Find the string "reflection" in the records and copy each line where it occurs.

START Data for this exercise

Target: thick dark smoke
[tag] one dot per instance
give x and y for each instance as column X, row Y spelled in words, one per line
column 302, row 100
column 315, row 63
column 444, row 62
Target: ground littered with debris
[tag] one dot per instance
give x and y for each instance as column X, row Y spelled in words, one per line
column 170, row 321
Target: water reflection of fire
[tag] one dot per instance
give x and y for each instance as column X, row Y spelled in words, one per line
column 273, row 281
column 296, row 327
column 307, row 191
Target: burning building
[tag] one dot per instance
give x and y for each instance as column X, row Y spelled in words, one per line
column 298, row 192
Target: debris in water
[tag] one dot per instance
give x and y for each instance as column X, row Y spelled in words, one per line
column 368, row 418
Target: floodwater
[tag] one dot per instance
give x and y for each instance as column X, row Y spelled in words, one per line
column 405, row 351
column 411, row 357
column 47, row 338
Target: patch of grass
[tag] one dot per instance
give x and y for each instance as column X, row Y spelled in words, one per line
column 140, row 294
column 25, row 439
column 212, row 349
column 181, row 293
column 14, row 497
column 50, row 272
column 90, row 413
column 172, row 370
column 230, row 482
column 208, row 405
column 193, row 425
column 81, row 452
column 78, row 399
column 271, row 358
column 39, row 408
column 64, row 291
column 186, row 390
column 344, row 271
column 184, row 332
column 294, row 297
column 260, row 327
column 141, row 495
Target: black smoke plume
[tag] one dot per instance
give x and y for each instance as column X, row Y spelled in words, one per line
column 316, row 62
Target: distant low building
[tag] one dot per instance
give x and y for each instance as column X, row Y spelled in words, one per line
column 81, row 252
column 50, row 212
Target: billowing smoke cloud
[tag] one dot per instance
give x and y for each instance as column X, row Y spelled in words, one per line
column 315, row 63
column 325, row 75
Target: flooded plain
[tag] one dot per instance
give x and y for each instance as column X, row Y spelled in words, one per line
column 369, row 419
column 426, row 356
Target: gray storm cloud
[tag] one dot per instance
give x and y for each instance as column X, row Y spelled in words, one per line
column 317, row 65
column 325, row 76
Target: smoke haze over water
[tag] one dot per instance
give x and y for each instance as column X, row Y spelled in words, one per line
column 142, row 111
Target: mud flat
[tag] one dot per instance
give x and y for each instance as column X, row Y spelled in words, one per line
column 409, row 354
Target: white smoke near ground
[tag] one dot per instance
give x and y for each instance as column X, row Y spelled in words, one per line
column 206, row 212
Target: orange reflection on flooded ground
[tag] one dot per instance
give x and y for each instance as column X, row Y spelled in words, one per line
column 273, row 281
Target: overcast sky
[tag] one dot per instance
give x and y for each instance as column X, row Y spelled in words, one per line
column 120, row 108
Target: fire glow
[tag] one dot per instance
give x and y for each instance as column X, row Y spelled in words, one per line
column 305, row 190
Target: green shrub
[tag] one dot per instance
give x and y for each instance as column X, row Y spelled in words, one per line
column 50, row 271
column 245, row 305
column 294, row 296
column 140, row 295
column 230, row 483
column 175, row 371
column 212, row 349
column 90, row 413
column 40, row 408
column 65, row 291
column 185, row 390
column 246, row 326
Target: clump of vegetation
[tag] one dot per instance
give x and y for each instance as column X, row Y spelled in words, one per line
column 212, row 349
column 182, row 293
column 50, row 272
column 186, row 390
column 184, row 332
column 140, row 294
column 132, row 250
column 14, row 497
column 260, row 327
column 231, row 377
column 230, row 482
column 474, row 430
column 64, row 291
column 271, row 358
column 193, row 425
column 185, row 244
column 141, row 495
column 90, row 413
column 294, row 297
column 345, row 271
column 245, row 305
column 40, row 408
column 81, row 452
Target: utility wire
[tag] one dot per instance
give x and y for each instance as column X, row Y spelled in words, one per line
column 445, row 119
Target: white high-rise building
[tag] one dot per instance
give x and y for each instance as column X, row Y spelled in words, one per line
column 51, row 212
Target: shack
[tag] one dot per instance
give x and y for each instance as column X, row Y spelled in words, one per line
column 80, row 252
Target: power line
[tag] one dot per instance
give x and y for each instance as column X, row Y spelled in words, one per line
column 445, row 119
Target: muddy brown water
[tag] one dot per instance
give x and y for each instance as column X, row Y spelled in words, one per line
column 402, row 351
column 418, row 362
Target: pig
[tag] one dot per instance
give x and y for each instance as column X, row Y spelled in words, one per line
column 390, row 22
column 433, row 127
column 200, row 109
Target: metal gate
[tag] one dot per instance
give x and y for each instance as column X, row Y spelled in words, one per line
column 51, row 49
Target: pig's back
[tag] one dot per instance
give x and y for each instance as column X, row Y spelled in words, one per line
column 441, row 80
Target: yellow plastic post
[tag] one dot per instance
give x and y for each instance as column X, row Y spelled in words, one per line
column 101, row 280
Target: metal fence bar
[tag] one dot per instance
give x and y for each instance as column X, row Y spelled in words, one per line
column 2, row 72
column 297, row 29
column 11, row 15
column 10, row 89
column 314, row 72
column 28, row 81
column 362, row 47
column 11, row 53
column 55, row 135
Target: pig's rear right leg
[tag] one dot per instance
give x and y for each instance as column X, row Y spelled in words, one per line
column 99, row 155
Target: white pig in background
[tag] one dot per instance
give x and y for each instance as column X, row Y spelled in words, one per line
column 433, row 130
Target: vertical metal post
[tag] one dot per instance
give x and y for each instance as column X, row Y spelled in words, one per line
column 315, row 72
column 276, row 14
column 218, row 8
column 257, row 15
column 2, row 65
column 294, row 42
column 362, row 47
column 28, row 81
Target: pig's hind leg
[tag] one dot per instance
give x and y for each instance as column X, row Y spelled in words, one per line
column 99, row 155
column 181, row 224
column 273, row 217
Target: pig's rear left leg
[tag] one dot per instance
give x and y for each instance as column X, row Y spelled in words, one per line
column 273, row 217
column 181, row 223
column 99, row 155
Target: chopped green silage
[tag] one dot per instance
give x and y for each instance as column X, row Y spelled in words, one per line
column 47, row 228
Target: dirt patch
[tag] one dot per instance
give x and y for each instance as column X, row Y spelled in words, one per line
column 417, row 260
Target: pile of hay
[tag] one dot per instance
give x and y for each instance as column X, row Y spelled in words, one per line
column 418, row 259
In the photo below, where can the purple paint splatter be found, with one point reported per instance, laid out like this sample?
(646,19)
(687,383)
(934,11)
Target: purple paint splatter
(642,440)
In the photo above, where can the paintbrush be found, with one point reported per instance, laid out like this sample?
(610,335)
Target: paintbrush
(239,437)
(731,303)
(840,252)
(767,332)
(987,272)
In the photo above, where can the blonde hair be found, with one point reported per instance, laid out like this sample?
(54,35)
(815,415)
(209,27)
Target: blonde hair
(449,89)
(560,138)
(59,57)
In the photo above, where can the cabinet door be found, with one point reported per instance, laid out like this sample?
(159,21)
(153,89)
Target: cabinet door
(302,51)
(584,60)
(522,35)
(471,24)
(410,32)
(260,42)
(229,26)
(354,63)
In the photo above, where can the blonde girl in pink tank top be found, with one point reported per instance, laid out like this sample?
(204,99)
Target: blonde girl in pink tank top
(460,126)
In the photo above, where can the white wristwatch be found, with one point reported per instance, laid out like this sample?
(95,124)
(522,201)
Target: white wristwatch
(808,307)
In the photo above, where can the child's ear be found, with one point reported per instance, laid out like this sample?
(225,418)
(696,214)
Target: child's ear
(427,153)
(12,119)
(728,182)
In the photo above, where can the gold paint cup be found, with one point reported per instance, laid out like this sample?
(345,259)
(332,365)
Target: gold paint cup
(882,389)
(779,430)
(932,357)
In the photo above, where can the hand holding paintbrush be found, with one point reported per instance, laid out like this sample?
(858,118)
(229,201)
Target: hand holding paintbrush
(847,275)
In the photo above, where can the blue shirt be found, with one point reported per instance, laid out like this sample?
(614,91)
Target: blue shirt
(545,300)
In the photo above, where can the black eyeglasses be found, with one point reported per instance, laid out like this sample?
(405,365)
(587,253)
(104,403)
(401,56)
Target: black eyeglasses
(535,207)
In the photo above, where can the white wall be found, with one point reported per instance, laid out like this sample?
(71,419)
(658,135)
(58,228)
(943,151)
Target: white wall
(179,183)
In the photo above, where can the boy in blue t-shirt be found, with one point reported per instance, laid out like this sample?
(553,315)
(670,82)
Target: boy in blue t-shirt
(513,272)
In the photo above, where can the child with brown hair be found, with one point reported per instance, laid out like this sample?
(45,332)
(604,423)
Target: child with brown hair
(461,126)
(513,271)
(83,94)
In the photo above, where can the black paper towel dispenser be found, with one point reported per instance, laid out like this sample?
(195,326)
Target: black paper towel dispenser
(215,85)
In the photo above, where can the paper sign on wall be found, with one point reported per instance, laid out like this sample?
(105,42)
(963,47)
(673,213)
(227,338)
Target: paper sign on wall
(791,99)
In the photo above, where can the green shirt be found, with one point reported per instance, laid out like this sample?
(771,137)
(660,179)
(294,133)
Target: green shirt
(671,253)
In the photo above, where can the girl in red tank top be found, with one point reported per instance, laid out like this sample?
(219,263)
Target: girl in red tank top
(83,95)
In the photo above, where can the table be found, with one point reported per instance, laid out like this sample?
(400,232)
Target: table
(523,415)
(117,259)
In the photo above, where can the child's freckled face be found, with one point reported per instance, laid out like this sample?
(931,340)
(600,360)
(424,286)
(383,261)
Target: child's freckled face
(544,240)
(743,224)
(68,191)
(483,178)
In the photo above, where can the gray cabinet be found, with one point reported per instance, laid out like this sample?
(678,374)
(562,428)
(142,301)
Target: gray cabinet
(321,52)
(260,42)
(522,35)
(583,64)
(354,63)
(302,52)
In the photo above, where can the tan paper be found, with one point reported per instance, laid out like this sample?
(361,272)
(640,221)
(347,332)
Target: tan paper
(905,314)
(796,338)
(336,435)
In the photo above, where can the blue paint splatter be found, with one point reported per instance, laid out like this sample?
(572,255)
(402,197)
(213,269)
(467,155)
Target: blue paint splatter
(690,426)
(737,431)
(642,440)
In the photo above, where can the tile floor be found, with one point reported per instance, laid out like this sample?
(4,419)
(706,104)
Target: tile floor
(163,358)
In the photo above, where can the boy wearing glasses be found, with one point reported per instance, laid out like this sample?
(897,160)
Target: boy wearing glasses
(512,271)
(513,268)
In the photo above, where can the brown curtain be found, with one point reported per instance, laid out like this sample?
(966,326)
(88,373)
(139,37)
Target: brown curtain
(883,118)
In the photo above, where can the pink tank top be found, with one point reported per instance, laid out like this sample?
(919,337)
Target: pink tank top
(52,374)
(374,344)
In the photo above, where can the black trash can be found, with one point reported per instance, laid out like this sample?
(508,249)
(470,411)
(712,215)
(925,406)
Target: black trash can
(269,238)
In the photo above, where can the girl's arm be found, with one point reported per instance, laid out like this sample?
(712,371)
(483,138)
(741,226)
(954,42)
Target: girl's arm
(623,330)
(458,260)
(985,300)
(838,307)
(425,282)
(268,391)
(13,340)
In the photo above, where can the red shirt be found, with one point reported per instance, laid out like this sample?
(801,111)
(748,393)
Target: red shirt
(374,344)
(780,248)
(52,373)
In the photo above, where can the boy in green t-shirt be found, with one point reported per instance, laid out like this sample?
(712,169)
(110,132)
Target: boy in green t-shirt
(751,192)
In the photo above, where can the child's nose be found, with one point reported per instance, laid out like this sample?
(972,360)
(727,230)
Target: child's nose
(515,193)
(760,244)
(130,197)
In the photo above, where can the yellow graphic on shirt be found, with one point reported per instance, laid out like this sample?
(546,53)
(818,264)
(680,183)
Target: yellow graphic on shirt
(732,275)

END Data for this exercise

## Completed exercise:
Target: water reflection of fire
Target: orange reflection on flooded ground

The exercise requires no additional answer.